• STATED TASK: Below are some records; return each one exactly.

• RECORDS PROVIDED:
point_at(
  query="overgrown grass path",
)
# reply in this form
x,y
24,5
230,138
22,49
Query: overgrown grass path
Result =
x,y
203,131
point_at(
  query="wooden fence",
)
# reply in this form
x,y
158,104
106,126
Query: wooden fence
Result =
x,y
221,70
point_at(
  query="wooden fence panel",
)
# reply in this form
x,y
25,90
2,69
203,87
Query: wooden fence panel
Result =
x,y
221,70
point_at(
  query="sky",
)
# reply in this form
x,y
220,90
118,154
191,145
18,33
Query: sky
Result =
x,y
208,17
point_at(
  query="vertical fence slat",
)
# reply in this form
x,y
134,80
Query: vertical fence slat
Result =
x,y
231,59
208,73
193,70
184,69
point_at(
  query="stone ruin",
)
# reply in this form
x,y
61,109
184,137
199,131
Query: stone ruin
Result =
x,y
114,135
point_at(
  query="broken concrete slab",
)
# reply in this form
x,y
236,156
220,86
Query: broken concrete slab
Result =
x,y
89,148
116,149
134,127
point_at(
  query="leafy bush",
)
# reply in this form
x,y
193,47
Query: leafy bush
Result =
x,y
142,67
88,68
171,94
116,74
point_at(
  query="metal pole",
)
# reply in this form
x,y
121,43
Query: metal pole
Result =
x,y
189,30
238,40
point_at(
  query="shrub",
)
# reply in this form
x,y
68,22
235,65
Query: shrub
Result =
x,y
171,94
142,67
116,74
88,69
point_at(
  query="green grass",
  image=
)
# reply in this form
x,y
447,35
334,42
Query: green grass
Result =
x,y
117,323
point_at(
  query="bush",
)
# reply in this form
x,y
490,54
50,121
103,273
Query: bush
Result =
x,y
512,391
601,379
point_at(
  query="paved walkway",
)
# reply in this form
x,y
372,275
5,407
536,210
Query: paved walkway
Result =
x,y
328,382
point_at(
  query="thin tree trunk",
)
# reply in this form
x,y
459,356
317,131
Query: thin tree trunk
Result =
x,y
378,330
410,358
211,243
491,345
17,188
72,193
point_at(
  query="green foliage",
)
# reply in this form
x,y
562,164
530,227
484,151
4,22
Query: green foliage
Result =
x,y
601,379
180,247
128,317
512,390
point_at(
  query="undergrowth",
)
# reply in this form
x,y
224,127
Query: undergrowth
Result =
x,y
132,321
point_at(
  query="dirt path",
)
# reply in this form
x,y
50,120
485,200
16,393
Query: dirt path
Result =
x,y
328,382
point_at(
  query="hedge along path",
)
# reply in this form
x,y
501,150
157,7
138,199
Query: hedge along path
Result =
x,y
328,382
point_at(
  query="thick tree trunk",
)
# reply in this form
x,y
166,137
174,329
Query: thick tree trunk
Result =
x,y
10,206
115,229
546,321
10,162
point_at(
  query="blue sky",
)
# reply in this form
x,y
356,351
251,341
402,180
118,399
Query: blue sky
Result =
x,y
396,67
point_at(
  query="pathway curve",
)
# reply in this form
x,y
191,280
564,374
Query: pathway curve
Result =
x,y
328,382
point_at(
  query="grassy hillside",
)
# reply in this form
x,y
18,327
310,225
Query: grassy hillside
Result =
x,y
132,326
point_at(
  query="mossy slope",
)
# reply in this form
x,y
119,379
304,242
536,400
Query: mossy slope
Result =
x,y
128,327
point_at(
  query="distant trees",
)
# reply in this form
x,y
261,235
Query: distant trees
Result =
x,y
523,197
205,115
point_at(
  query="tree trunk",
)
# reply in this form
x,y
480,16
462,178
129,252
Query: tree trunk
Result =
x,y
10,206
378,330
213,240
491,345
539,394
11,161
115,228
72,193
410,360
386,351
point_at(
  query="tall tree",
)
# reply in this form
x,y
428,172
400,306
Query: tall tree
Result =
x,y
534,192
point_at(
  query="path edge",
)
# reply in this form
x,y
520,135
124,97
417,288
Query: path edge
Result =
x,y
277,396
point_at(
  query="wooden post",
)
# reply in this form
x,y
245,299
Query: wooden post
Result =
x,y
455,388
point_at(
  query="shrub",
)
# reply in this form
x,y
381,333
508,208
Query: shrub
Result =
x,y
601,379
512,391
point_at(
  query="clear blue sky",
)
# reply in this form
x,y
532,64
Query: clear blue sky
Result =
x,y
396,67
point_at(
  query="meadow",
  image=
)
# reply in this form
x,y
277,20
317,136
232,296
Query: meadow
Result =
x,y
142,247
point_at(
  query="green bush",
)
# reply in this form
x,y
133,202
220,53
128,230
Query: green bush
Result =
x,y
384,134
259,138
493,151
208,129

• CORRECT OUTPUT:
point_at(
  query="overgrown grass path",
)
# reply in this form
x,y
24,5
230,138
22,49
Query: overgrown grass path
Result =
x,y
203,131
point_at(
  query="wooden fence",
)
# reply in this form
x,y
158,104
106,126
Query: wooden fence
Result =
x,y
221,70
point_at(
  query="wooden fence panel",
)
# reply in this form
x,y
25,90
2,69
203,87
Query: wooden fence panel
Result =
x,y
221,70
point_at(
  query="sky",
)
# reply in this form
x,y
220,90
118,154
191,145
18,33
Query: sky
Result =
x,y
208,17
point_at(
  query="vertical fence slat",
)
# reply in this form
x,y
134,80
Query: vertical fence slat
Result =
x,y
231,59
208,73
193,70
184,69
point_at(
  query="stone ruin",
)
# reply in this form
x,y
61,109
184,137
199,131
Query: stone ruin
Result =
x,y
114,135
point_at(
  query="broken concrete slab",
)
# reply in this form
x,y
236,156
220,86
Query: broken concrete slab
Result =
x,y
89,148
116,149
134,127
point_at(
  query="leafy bush",
)
# reply in this form
x,y
193,47
Query: leafy bush
Result =
x,y
142,67
88,68
171,94
116,74
point_at(
  query="metal pole",
)
# reply in this form
x,y
121,43
Query: metal pole
Result =
x,y
189,30
238,40
point_at(
  query="shrub",
)
# reply in this form
x,y
68,22
235,65
Query: shrub
Result =
x,y
171,94
142,67
116,74
88,69
point_at(
  query="green grass",
  image=
)
# reply in this form
x,y
447,35
334,42
Query: green grass
Result =
x,y
117,323
point_at(
  query="bush",
)
# reply in this form
x,y
490,54
50,121
103,273
Query: bush
Result =
x,y
512,391
601,379
point_at(
  query="paved walkway",
)
# reply in this form
x,y
372,275
5,407
536,210
Query: paved walkway
Result =
x,y
328,382
point_at(
  query="thin tree trunk",
)
# reply in this form
x,y
459,356
317,131
Query: thin tree trunk
Result =
x,y
378,330
410,358
211,243
491,345
17,188
72,193
point_at(
  query="green foliage",
)
# reply in this form
x,y
562,164
530,227
484,151
4,22
Query: green foliage
Result =
x,y
601,379
180,247
128,317
512,390
point_at(
  query="undergrowth",
)
# reply in this form
x,y
224,127
Query: undergrowth
Result =
x,y
132,321
point_at(
  query="dirt path",
)
# reply in this form
x,y
50,120
485,200
16,393
Query: dirt path
Result =
x,y
328,382
point_at(
  query="hedge along path",
)
# reply in this form
x,y
501,150
157,7
138,199
Query: hedge along path
Result =
x,y
328,382
point_at(
  query="thick tree trunk",
)
# reply in this form
x,y
166,137
174,329
Query: thick tree trunk
Result =
x,y
10,206
115,229
546,321
10,162
point_at(
  query="blue sky",
)
# reply in this form
x,y
356,351
251,341
402,180
118,399
Query: blue sky
Result =
x,y
396,67
point_at(
  query="pathway curve",
)
# reply in this form
x,y
191,280
564,374
Query: pathway curve
Result =
x,y
328,382
point_at(
  query="grassy hillside",
)
# reply in this form
x,y
18,327
310,225
Query: grassy hillside
Result =
x,y
132,326
point_at(
  query="mossy slope",
)
# reply in this form
x,y
119,379
304,242
536,400
Query: mossy slope
Result =
x,y
128,327
point_at(
  query="distant trees",
)
# reply in this form
x,y
261,235
Query: distant trees
Result =
x,y
523,197
205,115
point_at(
  query="tree trunk",
)
# reply in this form
x,y
480,16
462,178
129,252
Query: tree trunk
Result =
x,y
10,206
378,330
213,240
491,345
539,394
11,161
115,228
72,193
410,360
386,351
point_at(
  query="tall tree",
)
# reply in this form
x,y
428,172
400,306
Query: tall tree
Result =
x,y
534,192
point_at(
  query="path edge",
)
# reply in this form
x,y
520,135
124,97
417,288
Query: path edge
Result =
x,y
277,396
point_at(
  query="wooden post",
)
# reply in this form
x,y
245,299
Query: wooden post
Result =
x,y
455,388
point_at(
  query="shrub",
)
# reply in this form
x,y
381,333
508,208
Query: shrub
Result =
x,y
601,379
512,391
point_at(
  query="clear blue sky",
)
# reply in this form
x,y
532,64
Query: clear blue sky
Result =
x,y
396,67
point_at(
  query="meadow",
  image=
)
# reply in this form
x,y
277,20
317,136
232,296
Query: meadow
Result =
x,y
142,247
point_at(
  query="green bush",
)
# reply in this form
x,y
133,202
220,53
128,230
Query: green bush
Result =
x,y
384,134
259,138
493,151
208,129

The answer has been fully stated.